* **What the exercise asks**:
Please filter the data below and copy out every line that contains the word "lavender".

* **Supplied data**:
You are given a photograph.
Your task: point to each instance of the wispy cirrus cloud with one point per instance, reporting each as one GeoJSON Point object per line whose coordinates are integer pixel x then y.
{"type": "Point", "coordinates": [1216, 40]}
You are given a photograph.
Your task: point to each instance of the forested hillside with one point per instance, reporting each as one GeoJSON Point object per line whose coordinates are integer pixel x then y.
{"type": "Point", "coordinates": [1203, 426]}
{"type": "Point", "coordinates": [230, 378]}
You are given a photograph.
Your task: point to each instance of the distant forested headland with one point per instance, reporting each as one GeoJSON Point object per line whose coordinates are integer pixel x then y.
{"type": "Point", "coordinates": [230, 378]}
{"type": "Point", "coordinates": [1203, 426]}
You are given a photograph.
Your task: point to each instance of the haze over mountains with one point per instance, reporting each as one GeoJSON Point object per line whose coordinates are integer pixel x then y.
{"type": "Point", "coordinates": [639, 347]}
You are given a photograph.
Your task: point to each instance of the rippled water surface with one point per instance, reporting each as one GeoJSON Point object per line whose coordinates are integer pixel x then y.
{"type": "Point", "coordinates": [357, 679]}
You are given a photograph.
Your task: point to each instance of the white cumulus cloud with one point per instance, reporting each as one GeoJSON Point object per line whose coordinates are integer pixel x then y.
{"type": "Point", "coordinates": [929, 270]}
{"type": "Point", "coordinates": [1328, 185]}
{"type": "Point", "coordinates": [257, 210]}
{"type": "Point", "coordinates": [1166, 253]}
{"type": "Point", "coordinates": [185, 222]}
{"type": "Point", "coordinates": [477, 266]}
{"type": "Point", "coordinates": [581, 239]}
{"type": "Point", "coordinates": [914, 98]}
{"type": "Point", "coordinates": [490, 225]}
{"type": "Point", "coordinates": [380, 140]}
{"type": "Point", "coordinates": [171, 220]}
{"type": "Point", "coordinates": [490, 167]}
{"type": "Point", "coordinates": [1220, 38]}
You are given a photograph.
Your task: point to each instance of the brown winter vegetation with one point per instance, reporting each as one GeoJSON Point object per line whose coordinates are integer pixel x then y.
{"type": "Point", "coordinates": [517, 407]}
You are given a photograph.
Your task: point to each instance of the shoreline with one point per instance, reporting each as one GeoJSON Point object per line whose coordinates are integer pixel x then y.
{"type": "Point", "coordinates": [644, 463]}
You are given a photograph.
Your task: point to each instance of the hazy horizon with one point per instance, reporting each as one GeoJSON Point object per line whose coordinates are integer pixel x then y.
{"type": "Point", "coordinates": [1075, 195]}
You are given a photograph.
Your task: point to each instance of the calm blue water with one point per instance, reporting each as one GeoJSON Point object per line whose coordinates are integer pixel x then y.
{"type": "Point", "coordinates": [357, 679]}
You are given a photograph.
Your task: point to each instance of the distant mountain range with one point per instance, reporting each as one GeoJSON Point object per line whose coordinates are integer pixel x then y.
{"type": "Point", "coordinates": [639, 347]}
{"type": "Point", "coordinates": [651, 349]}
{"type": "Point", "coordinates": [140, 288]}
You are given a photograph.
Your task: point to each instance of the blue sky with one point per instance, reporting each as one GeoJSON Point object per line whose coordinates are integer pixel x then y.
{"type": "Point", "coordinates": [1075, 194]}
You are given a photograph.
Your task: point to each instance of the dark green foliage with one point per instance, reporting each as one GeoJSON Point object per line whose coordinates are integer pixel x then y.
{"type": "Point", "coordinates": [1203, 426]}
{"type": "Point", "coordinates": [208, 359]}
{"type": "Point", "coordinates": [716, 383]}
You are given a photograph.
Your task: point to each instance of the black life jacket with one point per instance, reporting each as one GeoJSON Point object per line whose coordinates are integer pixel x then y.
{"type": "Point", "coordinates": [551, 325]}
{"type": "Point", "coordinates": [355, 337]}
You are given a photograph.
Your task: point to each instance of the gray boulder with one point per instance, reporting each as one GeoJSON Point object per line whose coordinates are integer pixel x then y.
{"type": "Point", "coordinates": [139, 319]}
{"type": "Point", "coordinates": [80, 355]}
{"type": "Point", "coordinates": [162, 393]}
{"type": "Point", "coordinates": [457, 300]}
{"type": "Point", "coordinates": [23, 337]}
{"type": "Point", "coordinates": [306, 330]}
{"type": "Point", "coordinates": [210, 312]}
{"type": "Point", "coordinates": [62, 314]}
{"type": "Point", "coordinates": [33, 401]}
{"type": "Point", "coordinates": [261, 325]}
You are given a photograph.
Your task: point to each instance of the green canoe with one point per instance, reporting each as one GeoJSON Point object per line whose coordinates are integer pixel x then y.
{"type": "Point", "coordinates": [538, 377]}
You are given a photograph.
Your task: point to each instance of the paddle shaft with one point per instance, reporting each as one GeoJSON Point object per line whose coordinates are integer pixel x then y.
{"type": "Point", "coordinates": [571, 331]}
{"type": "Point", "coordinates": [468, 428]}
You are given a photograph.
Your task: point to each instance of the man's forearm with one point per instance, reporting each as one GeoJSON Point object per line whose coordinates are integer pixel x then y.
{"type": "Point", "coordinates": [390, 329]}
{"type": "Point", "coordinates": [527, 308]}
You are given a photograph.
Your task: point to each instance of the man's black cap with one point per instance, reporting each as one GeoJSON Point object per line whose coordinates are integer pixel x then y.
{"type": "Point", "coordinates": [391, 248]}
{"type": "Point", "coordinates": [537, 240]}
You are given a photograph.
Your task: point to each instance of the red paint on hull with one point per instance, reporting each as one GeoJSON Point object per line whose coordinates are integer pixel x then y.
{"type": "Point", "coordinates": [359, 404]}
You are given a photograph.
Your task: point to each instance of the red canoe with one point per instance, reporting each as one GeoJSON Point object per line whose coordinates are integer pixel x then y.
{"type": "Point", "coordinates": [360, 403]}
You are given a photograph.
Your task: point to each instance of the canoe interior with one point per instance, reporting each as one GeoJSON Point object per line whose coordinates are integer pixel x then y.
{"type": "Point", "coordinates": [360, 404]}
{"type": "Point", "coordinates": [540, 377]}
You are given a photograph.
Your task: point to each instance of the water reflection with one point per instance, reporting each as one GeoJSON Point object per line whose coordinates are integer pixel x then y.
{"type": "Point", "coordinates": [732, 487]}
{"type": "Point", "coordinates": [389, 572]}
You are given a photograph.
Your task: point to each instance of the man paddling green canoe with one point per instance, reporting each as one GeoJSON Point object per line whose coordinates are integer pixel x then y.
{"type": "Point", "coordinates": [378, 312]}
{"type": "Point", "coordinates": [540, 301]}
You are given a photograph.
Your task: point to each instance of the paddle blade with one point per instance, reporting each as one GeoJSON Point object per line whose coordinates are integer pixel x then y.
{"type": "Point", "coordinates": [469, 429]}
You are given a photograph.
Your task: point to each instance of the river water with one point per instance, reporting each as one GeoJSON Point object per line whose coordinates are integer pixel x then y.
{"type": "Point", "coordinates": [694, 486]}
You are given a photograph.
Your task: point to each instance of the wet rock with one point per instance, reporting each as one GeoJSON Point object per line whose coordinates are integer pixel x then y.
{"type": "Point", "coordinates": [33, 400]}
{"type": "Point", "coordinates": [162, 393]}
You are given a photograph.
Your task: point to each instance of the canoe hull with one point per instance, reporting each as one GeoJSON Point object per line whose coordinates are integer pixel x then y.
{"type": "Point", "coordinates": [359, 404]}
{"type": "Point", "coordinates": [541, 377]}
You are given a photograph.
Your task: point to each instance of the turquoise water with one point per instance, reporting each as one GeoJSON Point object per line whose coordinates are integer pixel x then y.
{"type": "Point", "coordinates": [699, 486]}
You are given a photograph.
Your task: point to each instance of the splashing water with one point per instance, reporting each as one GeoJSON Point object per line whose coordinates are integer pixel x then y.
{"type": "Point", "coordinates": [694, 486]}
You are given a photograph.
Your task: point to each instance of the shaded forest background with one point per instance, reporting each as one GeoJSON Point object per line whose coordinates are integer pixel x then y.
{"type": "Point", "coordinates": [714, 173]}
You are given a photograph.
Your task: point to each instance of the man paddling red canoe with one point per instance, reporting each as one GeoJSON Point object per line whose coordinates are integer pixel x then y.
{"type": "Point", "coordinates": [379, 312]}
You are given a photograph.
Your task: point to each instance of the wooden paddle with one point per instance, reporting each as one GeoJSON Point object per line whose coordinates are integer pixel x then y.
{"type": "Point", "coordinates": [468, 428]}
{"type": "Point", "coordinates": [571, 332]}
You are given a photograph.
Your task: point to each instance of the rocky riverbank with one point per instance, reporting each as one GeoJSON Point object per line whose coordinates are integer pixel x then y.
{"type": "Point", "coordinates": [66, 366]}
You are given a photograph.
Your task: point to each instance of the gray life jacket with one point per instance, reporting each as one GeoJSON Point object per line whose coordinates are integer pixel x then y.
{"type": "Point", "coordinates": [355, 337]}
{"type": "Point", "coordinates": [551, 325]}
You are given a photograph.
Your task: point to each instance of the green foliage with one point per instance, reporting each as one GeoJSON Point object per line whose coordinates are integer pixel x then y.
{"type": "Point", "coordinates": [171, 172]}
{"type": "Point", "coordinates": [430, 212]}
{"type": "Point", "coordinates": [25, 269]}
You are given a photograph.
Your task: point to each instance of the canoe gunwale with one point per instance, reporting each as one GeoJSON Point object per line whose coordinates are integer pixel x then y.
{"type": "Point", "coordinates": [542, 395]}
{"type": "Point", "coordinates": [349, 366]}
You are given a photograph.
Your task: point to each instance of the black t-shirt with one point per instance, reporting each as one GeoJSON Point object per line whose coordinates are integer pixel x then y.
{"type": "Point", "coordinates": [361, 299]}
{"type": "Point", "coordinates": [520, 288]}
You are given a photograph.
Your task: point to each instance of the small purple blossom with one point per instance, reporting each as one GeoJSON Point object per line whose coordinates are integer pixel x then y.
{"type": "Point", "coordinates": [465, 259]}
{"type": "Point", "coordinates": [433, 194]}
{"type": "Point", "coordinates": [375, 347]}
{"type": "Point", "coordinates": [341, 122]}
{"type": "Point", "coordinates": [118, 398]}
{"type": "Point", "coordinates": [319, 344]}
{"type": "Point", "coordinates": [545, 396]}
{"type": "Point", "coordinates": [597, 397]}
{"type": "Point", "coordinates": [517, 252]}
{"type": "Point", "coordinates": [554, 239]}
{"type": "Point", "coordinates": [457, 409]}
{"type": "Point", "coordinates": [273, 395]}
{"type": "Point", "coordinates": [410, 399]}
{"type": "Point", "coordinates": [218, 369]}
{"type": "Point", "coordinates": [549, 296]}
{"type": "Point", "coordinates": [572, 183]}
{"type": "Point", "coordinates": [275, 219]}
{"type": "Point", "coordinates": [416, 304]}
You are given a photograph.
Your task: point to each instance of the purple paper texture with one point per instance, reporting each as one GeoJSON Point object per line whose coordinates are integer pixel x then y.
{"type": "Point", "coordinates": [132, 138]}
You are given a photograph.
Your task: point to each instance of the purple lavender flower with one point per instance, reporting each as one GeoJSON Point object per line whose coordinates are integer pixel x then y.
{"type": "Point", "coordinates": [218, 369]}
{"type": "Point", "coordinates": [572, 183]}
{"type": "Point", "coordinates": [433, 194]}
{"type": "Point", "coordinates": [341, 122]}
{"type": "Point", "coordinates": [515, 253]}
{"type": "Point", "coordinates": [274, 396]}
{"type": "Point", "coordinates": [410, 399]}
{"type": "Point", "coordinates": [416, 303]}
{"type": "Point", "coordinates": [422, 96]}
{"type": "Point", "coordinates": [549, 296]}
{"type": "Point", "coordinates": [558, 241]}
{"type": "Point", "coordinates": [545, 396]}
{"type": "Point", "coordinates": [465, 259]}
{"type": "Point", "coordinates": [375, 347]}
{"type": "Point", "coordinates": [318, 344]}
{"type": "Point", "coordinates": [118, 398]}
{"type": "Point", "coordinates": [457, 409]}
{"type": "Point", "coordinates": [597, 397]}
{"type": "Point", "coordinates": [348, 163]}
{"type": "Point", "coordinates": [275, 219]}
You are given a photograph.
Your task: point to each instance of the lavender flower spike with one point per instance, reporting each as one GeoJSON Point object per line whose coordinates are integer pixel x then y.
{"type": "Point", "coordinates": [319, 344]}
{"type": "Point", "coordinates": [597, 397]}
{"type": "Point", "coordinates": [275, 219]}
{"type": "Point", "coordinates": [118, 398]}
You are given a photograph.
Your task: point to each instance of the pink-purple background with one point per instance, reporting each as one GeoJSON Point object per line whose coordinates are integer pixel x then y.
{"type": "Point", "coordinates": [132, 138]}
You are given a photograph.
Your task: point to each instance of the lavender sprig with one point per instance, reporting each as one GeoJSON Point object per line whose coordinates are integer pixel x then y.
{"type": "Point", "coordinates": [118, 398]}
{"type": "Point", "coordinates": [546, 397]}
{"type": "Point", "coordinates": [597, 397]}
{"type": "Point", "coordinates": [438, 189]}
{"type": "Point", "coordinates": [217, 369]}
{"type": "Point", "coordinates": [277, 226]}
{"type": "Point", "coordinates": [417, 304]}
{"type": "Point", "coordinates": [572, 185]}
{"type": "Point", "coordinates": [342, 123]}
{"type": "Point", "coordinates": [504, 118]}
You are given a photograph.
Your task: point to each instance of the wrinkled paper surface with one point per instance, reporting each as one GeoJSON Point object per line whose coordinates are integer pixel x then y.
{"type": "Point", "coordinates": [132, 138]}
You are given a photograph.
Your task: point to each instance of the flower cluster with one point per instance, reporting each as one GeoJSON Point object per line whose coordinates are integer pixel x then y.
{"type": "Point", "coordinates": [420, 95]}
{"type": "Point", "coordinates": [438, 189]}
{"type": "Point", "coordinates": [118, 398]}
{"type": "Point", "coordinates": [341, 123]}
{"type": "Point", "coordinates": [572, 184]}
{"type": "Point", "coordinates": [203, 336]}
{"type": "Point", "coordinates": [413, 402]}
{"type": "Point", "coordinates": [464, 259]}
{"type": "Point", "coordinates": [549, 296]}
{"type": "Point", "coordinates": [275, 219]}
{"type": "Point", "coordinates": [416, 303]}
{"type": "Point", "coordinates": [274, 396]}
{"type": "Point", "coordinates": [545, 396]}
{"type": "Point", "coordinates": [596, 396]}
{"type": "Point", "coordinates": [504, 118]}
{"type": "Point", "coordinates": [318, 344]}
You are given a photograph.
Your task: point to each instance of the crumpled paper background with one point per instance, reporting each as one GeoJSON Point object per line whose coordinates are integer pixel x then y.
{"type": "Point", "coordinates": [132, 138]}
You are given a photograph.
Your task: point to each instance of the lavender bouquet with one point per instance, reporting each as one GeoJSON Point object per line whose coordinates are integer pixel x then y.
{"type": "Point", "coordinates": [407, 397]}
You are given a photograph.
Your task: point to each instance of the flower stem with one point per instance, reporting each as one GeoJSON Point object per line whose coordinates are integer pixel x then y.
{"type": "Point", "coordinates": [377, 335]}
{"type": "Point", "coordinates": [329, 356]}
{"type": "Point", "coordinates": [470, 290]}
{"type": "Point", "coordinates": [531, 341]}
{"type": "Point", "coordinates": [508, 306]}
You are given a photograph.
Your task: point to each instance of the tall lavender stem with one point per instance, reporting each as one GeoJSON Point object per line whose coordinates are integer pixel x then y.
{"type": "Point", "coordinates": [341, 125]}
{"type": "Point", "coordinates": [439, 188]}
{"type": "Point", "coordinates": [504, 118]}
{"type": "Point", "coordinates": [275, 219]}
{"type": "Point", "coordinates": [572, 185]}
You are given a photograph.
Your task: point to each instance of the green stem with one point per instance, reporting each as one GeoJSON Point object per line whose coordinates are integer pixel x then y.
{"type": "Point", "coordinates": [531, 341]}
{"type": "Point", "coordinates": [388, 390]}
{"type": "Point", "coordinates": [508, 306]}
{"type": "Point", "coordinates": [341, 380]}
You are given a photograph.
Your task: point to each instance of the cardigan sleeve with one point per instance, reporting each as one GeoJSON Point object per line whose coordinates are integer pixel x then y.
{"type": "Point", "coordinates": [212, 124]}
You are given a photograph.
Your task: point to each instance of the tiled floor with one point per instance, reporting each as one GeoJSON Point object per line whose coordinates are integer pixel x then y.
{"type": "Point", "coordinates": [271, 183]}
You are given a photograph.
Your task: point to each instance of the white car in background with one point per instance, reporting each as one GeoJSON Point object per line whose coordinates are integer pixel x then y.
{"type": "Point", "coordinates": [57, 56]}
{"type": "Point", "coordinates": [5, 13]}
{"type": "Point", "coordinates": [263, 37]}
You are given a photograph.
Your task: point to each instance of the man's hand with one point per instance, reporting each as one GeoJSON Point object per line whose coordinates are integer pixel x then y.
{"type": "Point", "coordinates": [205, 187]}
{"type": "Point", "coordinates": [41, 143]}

* **Result of this task**:
Your task: point to each instance of the purple lavender flower with one point per instance, reporting each as one GeoJSON Point object per line whose coordinates are integer pixel x then y.
Your task: point to each instance of the lavender flower spike with one point per instance, reporting each as one GeoJSON Point object per line whose coordinates are integer pixel x then y.
Your task: point to each instance of the lavender sprig with one point per instance, reporting each as one GeoJSON Point object per line whose coordinates are integer pixel x then y.
Your task: point to each instance of the lavender bouquet with one point per instance, reporting each as one GeoJSON Point object per line whose coordinates are integer pixel x then y.
Your task: point to each instance of the tall lavender stem with one point per instance, reporting each as one GeoJSON Point object per line whose coordinates are integer pixel x then y.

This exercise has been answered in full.